- Opening Delimiter -

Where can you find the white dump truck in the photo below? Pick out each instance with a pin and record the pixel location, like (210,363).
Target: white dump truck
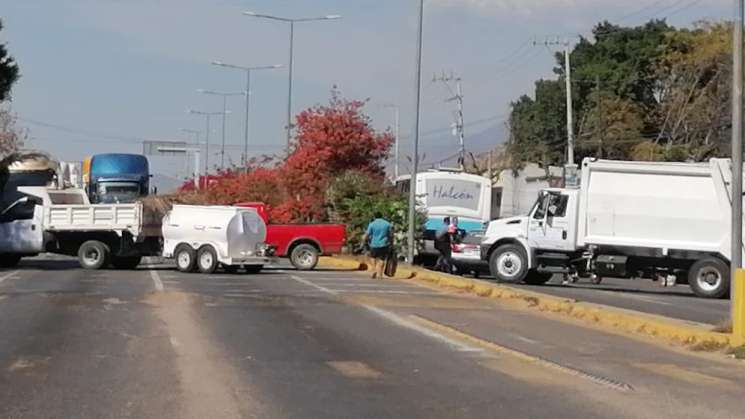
(199,237)
(627,219)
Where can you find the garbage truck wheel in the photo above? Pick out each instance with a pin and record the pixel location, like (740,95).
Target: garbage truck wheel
(93,255)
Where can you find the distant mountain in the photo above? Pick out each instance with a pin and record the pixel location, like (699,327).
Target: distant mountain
(443,149)
(165,184)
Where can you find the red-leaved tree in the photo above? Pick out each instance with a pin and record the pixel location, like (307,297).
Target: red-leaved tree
(331,139)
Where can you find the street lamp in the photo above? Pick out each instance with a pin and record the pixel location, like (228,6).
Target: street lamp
(292,59)
(224,113)
(208,116)
(244,158)
(418,94)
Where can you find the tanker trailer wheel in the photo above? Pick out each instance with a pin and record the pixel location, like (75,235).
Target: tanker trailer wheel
(709,278)
(93,255)
(509,263)
(207,260)
(9,260)
(304,257)
(186,258)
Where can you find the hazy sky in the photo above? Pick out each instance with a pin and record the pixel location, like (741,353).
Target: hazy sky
(109,73)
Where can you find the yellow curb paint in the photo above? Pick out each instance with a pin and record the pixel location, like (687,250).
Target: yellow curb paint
(629,321)
(738,310)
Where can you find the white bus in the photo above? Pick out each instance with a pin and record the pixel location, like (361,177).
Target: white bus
(452,193)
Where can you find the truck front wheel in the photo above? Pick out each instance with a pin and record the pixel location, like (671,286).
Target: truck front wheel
(304,257)
(93,255)
(709,278)
(509,263)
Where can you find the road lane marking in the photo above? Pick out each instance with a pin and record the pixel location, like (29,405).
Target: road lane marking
(311,284)
(8,275)
(398,320)
(156,280)
(495,347)
(385,292)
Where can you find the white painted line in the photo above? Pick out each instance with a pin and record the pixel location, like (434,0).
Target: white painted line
(400,321)
(386,292)
(310,284)
(8,275)
(156,280)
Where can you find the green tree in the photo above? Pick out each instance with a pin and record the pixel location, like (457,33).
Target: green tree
(611,127)
(8,71)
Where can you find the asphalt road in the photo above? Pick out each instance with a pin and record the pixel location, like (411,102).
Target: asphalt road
(643,295)
(155,343)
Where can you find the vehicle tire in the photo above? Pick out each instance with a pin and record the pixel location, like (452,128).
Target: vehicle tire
(304,257)
(230,269)
(207,260)
(537,278)
(509,263)
(9,260)
(254,269)
(93,255)
(186,258)
(709,278)
(126,263)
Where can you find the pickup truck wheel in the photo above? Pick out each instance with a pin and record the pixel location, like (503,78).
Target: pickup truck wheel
(254,269)
(509,263)
(93,255)
(9,261)
(537,278)
(186,258)
(304,257)
(207,260)
(709,278)
(126,263)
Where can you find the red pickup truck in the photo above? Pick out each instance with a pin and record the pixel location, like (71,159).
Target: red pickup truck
(302,243)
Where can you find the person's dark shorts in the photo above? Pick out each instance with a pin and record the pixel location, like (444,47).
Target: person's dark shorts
(379,253)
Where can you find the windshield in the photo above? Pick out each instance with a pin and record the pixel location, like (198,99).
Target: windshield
(118,193)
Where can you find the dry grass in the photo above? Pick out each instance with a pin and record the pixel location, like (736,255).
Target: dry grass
(724,326)
(738,353)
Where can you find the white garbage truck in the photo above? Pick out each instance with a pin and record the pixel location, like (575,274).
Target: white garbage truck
(668,221)
(201,238)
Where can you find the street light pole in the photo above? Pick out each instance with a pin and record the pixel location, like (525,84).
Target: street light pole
(248,70)
(225,112)
(292,59)
(415,150)
(397,132)
(737,117)
(207,116)
(289,84)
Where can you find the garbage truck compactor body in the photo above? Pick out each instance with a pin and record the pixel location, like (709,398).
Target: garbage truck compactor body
(627,219)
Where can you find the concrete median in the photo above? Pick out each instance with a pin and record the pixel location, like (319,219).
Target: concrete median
(691,334)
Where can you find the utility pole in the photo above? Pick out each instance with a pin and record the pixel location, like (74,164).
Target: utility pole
(737,75)
(570,171)
(458,99)
(415,149)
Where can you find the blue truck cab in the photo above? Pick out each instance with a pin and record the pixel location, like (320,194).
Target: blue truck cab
(118,178)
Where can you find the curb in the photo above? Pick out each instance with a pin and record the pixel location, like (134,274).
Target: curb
(662,328)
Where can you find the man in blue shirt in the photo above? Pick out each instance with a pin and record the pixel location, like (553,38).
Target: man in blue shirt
(379,237)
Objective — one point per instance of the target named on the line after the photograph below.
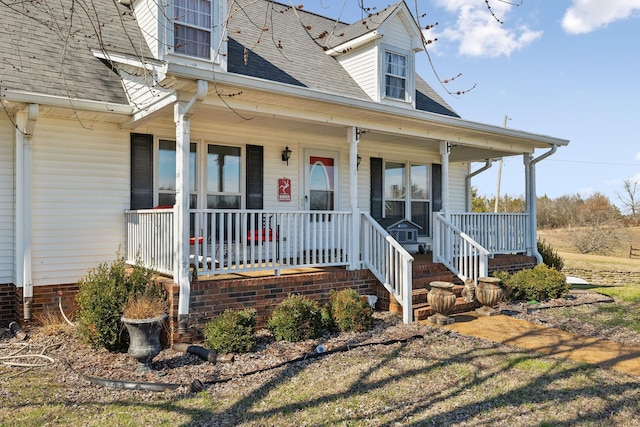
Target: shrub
(349, 311)
(539, 283)
(296, 319)
(231, 331)
(102, 294)
(550, 256)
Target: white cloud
(480, 34)
(584, 16)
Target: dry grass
(53, 323)
(617, 260)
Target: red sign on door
(284, 190)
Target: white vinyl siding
(7, 202)
(361, 65)
(147, 14)
(80, 191)
(457, 191)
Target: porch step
(423, 310)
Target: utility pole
(495, 205)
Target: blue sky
(565, 68)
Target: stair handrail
(389, 262)
(452, 247)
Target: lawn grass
(439, 380)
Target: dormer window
(192, 27)
(395, 75)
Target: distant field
(618, 259)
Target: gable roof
(288, 46)
(47, 50)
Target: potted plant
(143, 316)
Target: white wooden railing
(499, 233)
(252, 240)
(226, 241)
(388, 261)
(458, 251)
(150, 238)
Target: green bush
(550, 256)
(539, 283)
(296, 319)
(349, 311)
(231, 331)
(102, 294)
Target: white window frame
(407, 198)
(201, 192)
(409, 79)
(177, 21)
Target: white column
(445, 150)
(181, 210)
(354, 255)
(25, 126)
(529, 183)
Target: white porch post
(25, 125)
(182, 118)
(354, 252)
(530, 191)
(445, 150)
(181, 211)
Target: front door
(321, 194)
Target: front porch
(263, 290)
(288, 250)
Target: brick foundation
(211, 297)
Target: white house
(212, 139)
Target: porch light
(286, 155)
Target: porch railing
(150, 238)
(499, 233)
(227, 241)
(458, 251)
(388, 261)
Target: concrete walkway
(520, 333)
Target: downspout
(182, 118)
(467, 183)
(533, 225)
(353, 137)
(24, 183)
(445, 150)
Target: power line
(593, 163)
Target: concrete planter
(144, 340)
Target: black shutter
(436, 187)
(255, 176)
(141, 171)
(376, 187)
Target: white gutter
(24, 175)
(11, 95)
(532, 202)
(246, 82)
(467, 182)
(182, 113)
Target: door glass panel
(321, 183)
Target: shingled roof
(47, 50)
(276, 42)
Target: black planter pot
(144, 340)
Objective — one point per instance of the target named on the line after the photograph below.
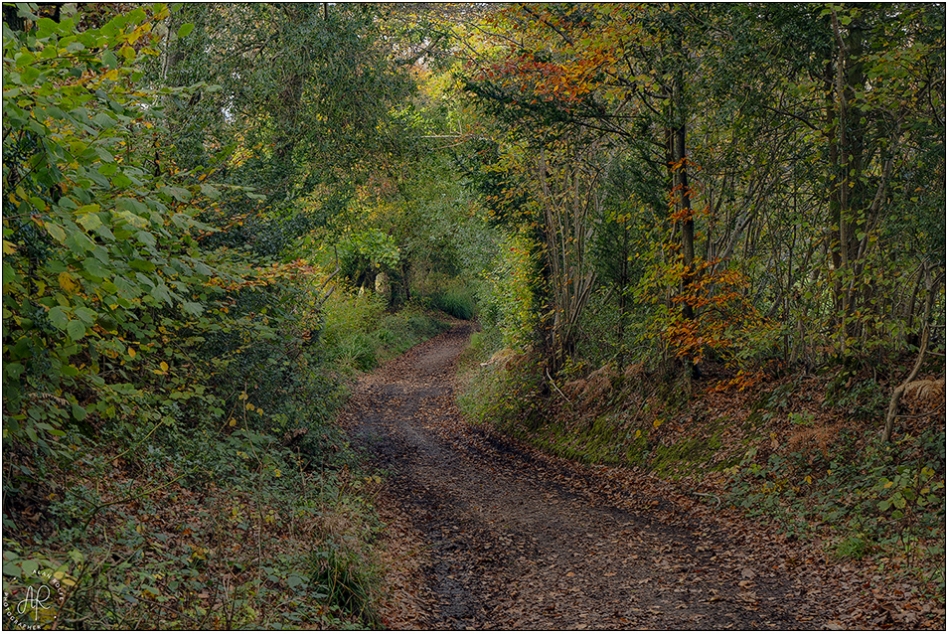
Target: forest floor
(485, 533)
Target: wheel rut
(511, 539)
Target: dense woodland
(706, 240)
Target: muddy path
(493, 535)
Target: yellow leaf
(66, 282)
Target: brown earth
(483, 533)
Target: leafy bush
(872, 496)
(457, 302)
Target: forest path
(483, 533)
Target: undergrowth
(806, 454)
(263, 520)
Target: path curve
(513, 539)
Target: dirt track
(502, 537)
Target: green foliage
(871, 496)
(456, 301)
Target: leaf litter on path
(486, 533)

- Closing Delimiter -

| Aim of the exercise |
Your task is to output exactly the lines running from the one with "Target: muddy path" through the final line of the material above, with both ends included.

| Expected output |
Target: muddy path
(493, 535)
Target: yellow leaf
(66, 282)
Target: brown earth
(483, 533)
Target: leafy bush
(872, 496)
(457, 302)
Target: forest path
(483, 533)
Target: undergrowth
(806, 454)
(263, 520)
Target: path curve
(513, 539)
Target: dirt track
(502, 537)
Target: green foliage
(871, 496)
(456, 301)
Target: leaf litter on path
(486, 533)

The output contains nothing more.